Data for processing:
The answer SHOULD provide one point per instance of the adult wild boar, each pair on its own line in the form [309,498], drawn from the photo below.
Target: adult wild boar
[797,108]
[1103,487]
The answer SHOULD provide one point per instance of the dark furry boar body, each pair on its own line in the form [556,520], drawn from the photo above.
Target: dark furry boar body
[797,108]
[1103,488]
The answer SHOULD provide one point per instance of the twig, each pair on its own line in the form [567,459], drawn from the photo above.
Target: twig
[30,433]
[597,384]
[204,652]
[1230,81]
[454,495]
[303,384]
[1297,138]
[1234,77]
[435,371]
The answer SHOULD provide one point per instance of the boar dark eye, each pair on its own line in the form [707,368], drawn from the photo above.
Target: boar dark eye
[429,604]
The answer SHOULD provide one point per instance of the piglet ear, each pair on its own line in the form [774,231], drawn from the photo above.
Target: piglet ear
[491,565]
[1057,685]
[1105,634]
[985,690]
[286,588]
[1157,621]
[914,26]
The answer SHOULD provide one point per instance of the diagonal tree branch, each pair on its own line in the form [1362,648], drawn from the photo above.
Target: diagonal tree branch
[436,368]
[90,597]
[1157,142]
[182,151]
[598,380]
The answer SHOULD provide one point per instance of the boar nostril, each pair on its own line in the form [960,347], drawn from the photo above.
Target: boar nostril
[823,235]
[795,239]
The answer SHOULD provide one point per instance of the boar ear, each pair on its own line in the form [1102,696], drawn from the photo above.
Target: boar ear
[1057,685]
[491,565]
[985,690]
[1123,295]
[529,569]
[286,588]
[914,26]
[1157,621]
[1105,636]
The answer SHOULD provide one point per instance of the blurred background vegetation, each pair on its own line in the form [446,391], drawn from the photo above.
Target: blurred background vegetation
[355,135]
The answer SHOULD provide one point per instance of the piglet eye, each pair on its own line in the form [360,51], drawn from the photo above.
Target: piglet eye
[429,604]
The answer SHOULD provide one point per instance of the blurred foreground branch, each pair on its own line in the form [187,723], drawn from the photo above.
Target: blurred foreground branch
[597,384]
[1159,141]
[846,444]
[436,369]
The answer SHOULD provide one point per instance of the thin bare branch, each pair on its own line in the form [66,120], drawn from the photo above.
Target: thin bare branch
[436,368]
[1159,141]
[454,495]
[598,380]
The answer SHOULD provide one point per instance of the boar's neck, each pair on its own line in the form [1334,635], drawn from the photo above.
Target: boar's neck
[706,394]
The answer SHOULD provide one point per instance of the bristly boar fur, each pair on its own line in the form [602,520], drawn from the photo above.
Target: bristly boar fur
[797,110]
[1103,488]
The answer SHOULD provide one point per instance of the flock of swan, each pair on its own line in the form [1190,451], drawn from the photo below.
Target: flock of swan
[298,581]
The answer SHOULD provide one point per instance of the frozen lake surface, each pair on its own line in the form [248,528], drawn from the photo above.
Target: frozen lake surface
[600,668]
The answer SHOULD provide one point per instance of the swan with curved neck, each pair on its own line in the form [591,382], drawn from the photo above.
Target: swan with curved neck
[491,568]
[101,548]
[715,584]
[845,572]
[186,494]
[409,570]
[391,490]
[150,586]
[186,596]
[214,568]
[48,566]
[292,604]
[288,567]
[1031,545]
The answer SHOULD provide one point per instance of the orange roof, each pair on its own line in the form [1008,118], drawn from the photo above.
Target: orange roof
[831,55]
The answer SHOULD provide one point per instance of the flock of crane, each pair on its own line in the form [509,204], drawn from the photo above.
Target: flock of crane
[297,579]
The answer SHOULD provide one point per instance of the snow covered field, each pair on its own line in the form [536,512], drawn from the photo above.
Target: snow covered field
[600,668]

Directions: Rewrite everything from the line containing "The answer SHOULD provide one point per instance of the orange" down to the end of the material, requests included, raising each coordinate in the answer points by 22.

Task result:
The answer SHOULD provide one point per instance of the orange roof, each pair on its own line in the form [1008,118], drawn from the photo above.
Target: orange roof
[853,77]
The answer SHOULD provide one point per instance of the flock of crane, each pair on its own line in the form [509,204], drawn from the photo above.
Target: flock of crane
[319,601]
The answer SHOULD provide one point per instance of the snow covered field, each pair on its own line in the form [536,512], drawn from the photo above.
Target: snow covered field
[622,690]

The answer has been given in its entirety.